Text extract:
• Greg Edwards-268690 (4/19/2014)


    Lynn Pettis (4/19/2014)


    SQLRNNR (4/19/2014)


    Lynn Pettis (4/19/2014)


    Greg Edwards-268690 (4/19/2014)


    Lynn Pettis (4/19/2014)


    It is amazing what crap advice people (Gail NOT included) give to others when they ask for help regarding suspect databases.

    I particularly like the fact that the thread was 6 years old.

    And why it went suspect was key to how to plan recovery.

    I wonder if a check engine light comes on, if some of them just pull the motor and get one out of a junk yard as a first attempt to fix? 🙂

    Steve -

    Although attention to details is part of or job, I wonder if something could be done at some time to at least pop up a message that the thread is so old when someone goes to reply.

    Hate to see something that old churning up that kind of advice.

    Especially on top of the correct starting point.

    Hope everyone enjoys the Holiday weekend, if it is one they celebrate.

Data rows:
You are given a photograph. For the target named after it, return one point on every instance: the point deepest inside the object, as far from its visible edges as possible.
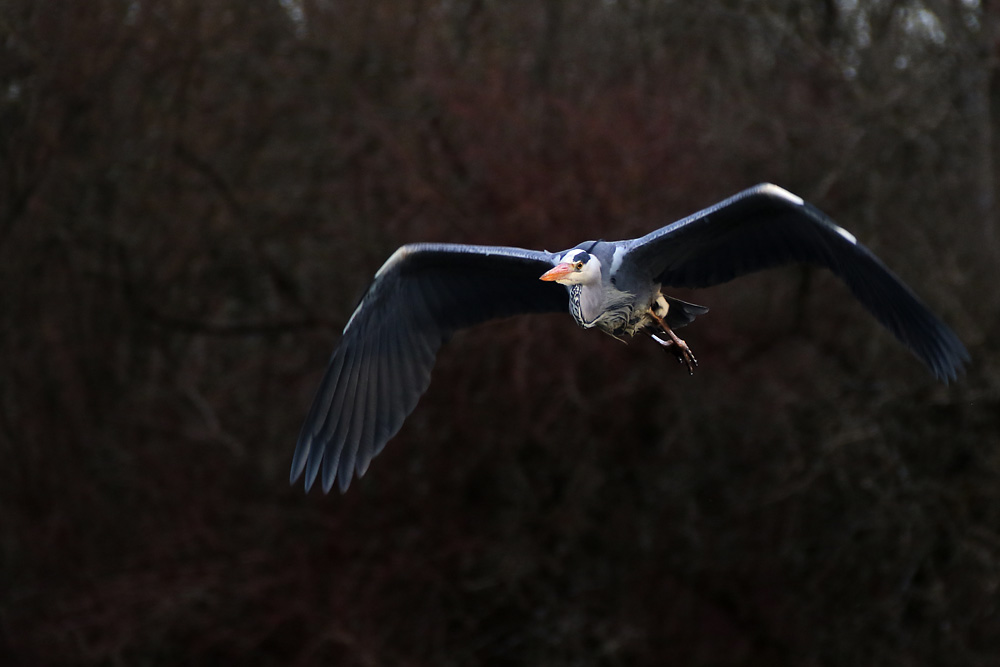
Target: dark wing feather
(383, 364)
(767, 226)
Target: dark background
(194, 194)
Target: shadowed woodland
(194, 195)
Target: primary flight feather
(424, 292)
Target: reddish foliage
(193, 195)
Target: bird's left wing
(766, 226)
(420, 296)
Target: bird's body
(425, 292)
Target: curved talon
(683, 352)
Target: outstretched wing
(767, 226)
(422, 294)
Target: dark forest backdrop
(194, 194)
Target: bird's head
(576, 267)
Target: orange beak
(557, 272)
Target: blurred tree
(193, 195)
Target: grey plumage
(425, 292)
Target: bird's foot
(680, 348)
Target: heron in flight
(426, 291)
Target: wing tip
(773, 190)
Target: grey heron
(424, 292)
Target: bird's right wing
(422, 294)
(767, 226)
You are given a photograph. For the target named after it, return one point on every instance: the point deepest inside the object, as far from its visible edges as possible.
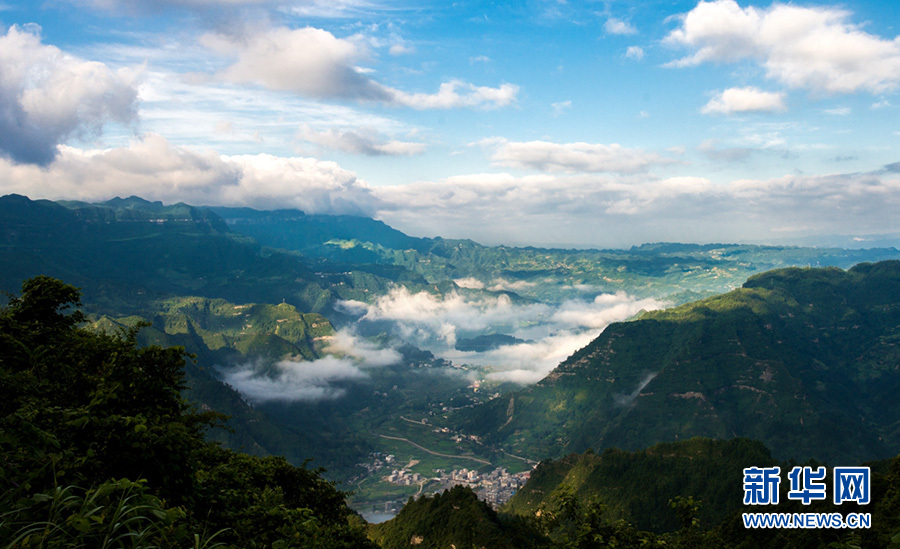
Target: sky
(535, 122)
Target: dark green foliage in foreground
(82, 412)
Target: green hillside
(637, 486)
(680, 272)
(805, 360)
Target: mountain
(805, 360)
(677, 272)
(637, 486)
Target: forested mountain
(805, 360)
(680, 272)
(792, 359)
(100, 449)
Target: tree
(93, 427)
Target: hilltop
(804, 360)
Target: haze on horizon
(603, 124)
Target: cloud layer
(314, 63)
(812, 48)
(552, 331)
(545, 156)
(748, 99)
(305, 381)
(47, 97)
(157, 170)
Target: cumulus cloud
(314, 63)
(546, 156)
(457, 93)
(617, 26)
(551, 332)
(813, 48)
(157, 170)
(748, 99)
(365, 140)
(635, 53)
(322, 379)
(48, 97)
(290, 381)
(597, 211)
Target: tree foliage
(97, 444)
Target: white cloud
(457, 93)
(308, 61)
(749, 99)
(814, 48)
(635, 53)
(553, 331)
(157, 170)
(545, 156)
(48, 97)
(598, 211)
(315, 63)
(365, 140)
(617, 26)
(470, 283)
(290, 381)
(322, 379)
(560, 107)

Requirement 1: From the forum post about suspect-database advice, echo word for word the part that opens with the words containing "I particularly like" and closes with "kind of advice.".
Requirement 2: In the forum post about suspect-database advice, how old was the thread that drew the bad advice?

Solution 1:
I particularly like the fact that the thread was 6 years old.

    And why it went suspect was key to how to plan recovery.

    I wonder if a check engine light comes on, if some of them just pull the motor and get one out of a junk yard as a first attempt to fix? 🙂

    Steve -

    Although attention to details is part of or job, I wonder if something could be done at some time to at least pop up a message that the thread is so old when someone goes to reply.

    Hate to see something that old churning up that kind of advice.

Solution 2: It was 6 years old.